• **What is being asked**:
Return every line below as is, leaving out the pictures.

[Point-based annotation data]
-.-.-

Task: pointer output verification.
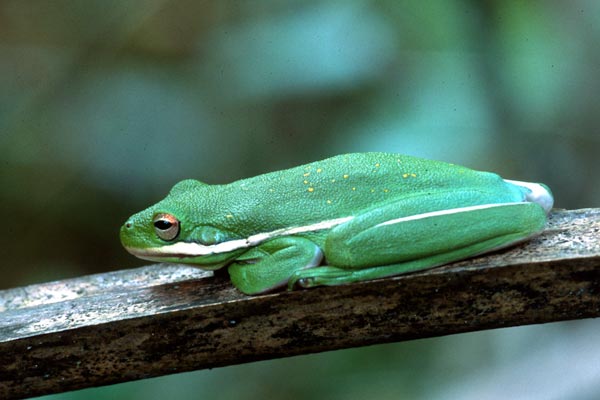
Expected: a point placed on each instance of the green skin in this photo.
(345, 219)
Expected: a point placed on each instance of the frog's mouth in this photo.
(183, 250)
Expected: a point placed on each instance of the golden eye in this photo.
(166, 226)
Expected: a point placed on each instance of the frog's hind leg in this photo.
(406, 244)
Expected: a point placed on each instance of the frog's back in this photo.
(344, 185)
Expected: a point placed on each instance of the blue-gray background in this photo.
(105, 104)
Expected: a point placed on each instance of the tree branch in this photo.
(161, 319)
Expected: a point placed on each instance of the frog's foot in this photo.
(320, 276)
(538, 193)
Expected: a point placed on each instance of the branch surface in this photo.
(162, 319)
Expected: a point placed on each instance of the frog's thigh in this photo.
(459, 232)
(271, 264)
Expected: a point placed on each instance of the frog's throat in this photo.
(192, 249)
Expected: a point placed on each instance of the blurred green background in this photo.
(104, 105)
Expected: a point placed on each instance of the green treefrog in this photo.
(344, 219)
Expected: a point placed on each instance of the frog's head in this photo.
(170, 231)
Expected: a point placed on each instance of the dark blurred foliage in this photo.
(106, 104)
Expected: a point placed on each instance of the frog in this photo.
(345, 219)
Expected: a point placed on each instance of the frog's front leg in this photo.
(271, 264)
(362, 250)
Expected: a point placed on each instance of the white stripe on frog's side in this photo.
(187, 249)
(444, 212)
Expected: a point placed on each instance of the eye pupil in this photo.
(162, 224)
(166, 226)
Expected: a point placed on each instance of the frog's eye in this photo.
(166, 226)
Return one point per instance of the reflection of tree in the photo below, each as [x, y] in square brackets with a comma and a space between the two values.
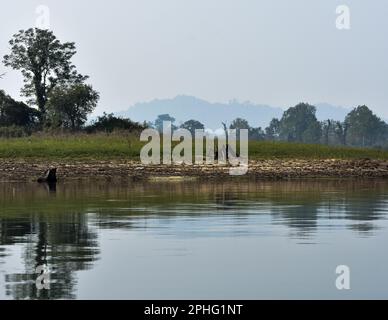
[302, 218]
[65, 246]
[56, 229]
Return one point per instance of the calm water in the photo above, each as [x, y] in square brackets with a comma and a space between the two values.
[191, 240]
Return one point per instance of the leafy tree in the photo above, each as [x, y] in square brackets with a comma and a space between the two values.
[364, 127]
[341, 131]
[15, 113]
[109, 123]
[192, 125]
[69, 105]
[299, 124]
[256, 134]
[44, 63]
[239, 123]
[161, 118]
[272, 132]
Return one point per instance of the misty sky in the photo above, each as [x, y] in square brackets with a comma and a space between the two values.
[276, 52]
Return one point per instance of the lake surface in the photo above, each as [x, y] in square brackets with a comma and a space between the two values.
[194, 240]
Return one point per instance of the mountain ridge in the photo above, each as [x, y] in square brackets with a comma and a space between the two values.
[185, 107]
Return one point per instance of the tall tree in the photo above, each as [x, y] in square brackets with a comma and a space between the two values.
[161, 118]
[272, 132]
[44, 63]
[192, 125]
[299, 124]
[364, 127]
[69, 106]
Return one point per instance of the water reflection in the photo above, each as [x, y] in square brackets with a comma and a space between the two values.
[60, 225]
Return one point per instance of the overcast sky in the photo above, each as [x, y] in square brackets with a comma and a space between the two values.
[277, 52]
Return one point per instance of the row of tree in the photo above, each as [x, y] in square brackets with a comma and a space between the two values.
[299, 124]
[59, 97]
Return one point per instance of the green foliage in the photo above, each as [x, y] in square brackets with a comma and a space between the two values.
[192, 125]
[299, 124]
[119, 146]
[161, 118]
[13, 132]
[109, 123]
[365, 128]
[44, 63]
[16, 114]
[69, 105]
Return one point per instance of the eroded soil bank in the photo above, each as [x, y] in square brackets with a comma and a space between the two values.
[19, 170]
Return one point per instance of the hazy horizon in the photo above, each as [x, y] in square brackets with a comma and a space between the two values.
[275, 52]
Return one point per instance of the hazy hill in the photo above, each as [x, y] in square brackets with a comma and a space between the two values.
[184, 108]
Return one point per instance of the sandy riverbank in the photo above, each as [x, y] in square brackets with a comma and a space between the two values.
[18, 170]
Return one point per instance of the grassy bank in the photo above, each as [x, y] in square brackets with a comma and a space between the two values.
[105, 147]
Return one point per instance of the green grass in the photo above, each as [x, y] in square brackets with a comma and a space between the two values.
[119, 146]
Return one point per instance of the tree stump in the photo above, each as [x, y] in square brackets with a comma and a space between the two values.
[50, 176]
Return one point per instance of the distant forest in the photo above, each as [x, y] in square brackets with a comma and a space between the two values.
[59, 99]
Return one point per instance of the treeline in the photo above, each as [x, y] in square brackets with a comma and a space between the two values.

-.-.-

• **The solution**:
Task: pointer output verification.
Expected: a point placed on each instance of the green skin in this photo.
(345, 219)
Expected: a point placed on each instance of the frog's mouth in this photo.
(183, 250)
Expected: a point placed on each instance of the golden eye in this photo.
(166, 226)
Expected: a point placed on each instance of the frog's hind leg in this photo.
(406, 244)
Expected: a point placed on each instance of the frog's back in this photo.
(344, 185)
Expected: a point placed on each instance of the blue-gray background in this photo.
(105, 104)
Expected: a point placed on each instance of the tree branch in this photo.
(161, 319)
Expected: a point placed on each instance of the frog's foot in this photo.
(320, 276)
(538, 193)
Expected: a point placed on each instance of the branch surface in this photo.
(162, 319)
Expected: a point placed on each instance of the frog's thigh in this photo.
(459, 232)
(271, 264)
Expected: a point placed on each instance of the frog's throat in this photo.
(192, 249)
Expected: a point placed on each instance of the blurred green background in this photo.
(104, 105)
Expected: a point placed on each instance of the green treefrog in this photo.
(344, 219)
Expected: a point placed on each instance of the frog's head in this photo.
(170, 231)
Expected: a point placed on each instance of the dark blurred foliage in this photo.
(106, 104)
Expected: a point placed on each instance of the frog in this photo.
(345, 219)
Expected: a point placed on each instance of the frog's front leg in this photo.
(271, 264)
(362, 250)
Expected: a point placed on each instance of the white stripe on frog's side in this photo.
(187, 249)
(444, 212)
Expected: a point placed on each instance of the eye pupil in this photo.
(162, 224)
(166, 226)
Expected: a point placed on each instance of the frog's eye in this photo.
(166, 226)
Return one point per instance of the reflection of tree in the photo below, each as [x, y] in square brackets with a comma and a space between the two values.
[302, 218]
[65, 246]
[56, 229]
Return one point per instance of the calm water in the photo above, each as [x, y] in square brackets with a comma and a space between the two values.
[191, 240]
Return one point per instance of the leafy tree in the photo above, each as [x, y] in square brackets with a comma and a space between the two values.
[364, 127]
[341, 131]
[15, 113]
[109, 123]
[192, 125]
[69, 105]
[299, 124]
[256, 134]
[44, 63]
[239, 123]
[161, 118]
[272, 132]
Return one point per instance of the misty sky in the photo above, each as [x, y] in square brackets with a comma and a space between the two values.
[276, 52]
Return one point per instance of the lake surface in the photo above, each as [x, y] in square brackets with a comma and a space between the two values.
[194, 240]
Return one point per instance of the mountain ridge in the photo above, each as [x, y] in square brackets with a comma and a space between the two values.
[185, 107]
Return one point per instance of the tall tree in the photo above, each as [x, y] in square brackets with a comma and a space between the two values.
[161, 118]
[272, 132]
[44, 63]
[192, 125]
[299, 124]
[364, 127]
[69, 106]
Return one point per instance of the water reflection in the photo above, each as [x, y] in square brackets with a comma and a space between the two values.
[60, 225]
Return one point per instance of the overcast sky in the photo above, each as [x, y] in square brackets with a comma and a space between the two values.
[277, 52]
Return one point per instance of the row of tree in the photo above, each as [x, y] in square brackets with a comma and a space between the two values.
[299, 124]
[59, 97]
Return one point per instance of the green foliage in the photo above, each as [x, y] in square brackets with a comma and a space between the two values.
[192, 125]
[299, 124]
[119, 146]
[161, 118]
[13, 132]
[109, 123]
[365, 128]
[44, 63]
[16, 114]
[69, 105]
Return one point per instance of the eroded soil bank in the photo above, each as [x, y] in square brackets with a comma and a space between the two values.
[19, 170]
Return one point per instance of the hazy horizon in the photo above, each as [x, y] in square brackets with a comma and a space between the two values.
[275, 52]
Return one point per instance of the hazy hill in the photo above, each as [x, y] in square brackets with a comma and a space between the two values.
[184, 108]
Return one point per instance of the sandy riverbank in the photo above, each as [x, y] in square brackets with a comma and a space between the two values.
[18, 170]
Return one point per instance of the grassy bank in the photo above, each as [x, y] in square brackets with a comma and a space between the two values.
[105, 147]
Return one point per instance of the green grass in the photo above, each as [x, y] in square brackets with a comma and a space between the two values.
[119, 146]
Return one point per instance of the tree stump in the photo above, each as [x, y] in square brackets with a comma and a space between the two values.
[50, 176]
Return one point per instance of the distant forest in the photo above, each as [x, y] in square brackets with a comma and a space between the two values.
[59, 99]
Return one point per instance of the treeline in the photo above, each as [x, y] in square brackets with a comma and a space between the two values.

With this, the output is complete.